TASK REQUIREMENTS:
According to the article about the Food Equity Club, what was the club formerly called?

Since its creation in 2015-16, members of the Food Equity Club at Madison East High School have created innovative ways to improve and increase food accessibility for their fellow students.
Formerly known as the Food for Thought Club, the club serves students through three main outlets: an open food pantry, a secured storage food pantry, and snack program. This fall, the club will unveil its latest project, an outdoor food pantry, accessible 24/7.
“It’s a really, really necessary club, because the food that we supply and stock gets used constantly,” club leader and Madison East senior Pearl Pincus said. “A lot of the kids in this school need food, and we’re able to help meet that need.”
Members of the Food Equity Club and their faculty advisor, speech and language clinician Helena White, coordinate food donations from the Second Harvest Foodbank of Southern Wisconsin. Students also write and submit grants to organizations such as the By Youth for Youth committee, a part of United Way of Dane County, and the Madison Public Schools Foundation.
“Everyone is helping each other out, everyone is committed to helping the students,” White, who’s in her 17th year at Madison East, said. “East students really care about each other.”

GIVEN MATERIAL:
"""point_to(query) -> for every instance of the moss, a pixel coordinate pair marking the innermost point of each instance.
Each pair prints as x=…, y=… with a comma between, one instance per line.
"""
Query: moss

WRITTEN ANSWER:
The Food for Thought Club.